━━━ STORED RECORDS
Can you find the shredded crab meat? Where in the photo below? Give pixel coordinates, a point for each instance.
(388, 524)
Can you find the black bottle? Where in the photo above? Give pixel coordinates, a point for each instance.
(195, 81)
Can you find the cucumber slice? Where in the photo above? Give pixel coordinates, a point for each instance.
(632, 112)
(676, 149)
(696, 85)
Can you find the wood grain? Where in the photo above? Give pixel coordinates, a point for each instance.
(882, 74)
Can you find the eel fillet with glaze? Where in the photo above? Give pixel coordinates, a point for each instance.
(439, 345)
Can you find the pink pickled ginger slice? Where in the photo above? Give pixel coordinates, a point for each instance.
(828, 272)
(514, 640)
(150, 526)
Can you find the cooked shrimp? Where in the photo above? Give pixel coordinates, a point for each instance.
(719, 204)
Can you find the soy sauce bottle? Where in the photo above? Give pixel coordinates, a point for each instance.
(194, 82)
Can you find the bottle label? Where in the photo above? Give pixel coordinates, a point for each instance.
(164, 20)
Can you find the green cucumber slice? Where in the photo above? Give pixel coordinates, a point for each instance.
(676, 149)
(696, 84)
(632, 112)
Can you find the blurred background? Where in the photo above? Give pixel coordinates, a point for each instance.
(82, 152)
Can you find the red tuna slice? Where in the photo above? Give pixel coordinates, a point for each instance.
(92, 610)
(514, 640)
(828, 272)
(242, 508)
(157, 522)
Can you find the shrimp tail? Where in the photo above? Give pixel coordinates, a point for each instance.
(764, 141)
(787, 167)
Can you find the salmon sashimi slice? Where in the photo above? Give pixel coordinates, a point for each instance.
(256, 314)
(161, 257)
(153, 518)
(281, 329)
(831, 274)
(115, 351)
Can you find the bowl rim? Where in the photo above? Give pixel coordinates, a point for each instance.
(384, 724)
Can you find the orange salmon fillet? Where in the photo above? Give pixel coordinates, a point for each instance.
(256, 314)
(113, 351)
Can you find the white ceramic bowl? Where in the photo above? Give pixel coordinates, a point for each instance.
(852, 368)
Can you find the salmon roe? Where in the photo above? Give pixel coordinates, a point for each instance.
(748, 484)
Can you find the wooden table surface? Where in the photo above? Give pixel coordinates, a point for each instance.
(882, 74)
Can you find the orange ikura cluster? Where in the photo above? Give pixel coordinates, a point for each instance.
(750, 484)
━━━━━━
- _STATED EXERCISE_
Rewrite the items from the line that has "Can you find the green" through the last item, with every "salmon" changed to "trout" and everything else left as it is. Give only those lines.

- _RESPONSE_
Can you find the green cucumber slice? Where in the photo above? Give pixel coordinates, a point for each instance.
(676, 149)
(696, 84)
(632, 112)
Can you find the blurred background? Where in the photo above? Give pixel coordinates, a point for each instance.
(82, 152)
Can you find the red tuna slice? Where in the photo above? Give pixel coordinates, a point for each instance.
(92, 610)
(514, 640)
(828, 272)
(242, 508)
(157, 522)
Can you find the shrimp tail? Where in the photo above? Give pixel coordinates, a point for each instance.
(764, 141)
(787, 167)
Can you find the trout sashimi slice? Where in the photo above? Give pixel coordinates, a point for each instance.
(256, 314)
(161, 257)
(153, 518)
(281, 329)
(831, 274)
(115, 351)
Can you find the bowl rim? Where in the photo above? Give pixel coordinates, a point for each instance.
(384, 724)
Can you find the orange trout fillet? Where in the photo above? Give pixel coordinates, a point for each instance.
(256, 314)
(113, 351)
Can you find the white ceramic bowl? Where in the photo above? Give pixel coordinates, a point for each instance.
(852, 368)
Can you find the trout roe? Where in the photo above? Give pixel coordinates, a point for each instance.
(748, 484)
Can you find the wooden table surface? Where in the photo above? Give pixel coordinates, a point for each instance.
(882, 74)
Can you find the orange ikura cluster? Where in the photo above? Give pixel coordinates, a point for each instance.
(750, 484)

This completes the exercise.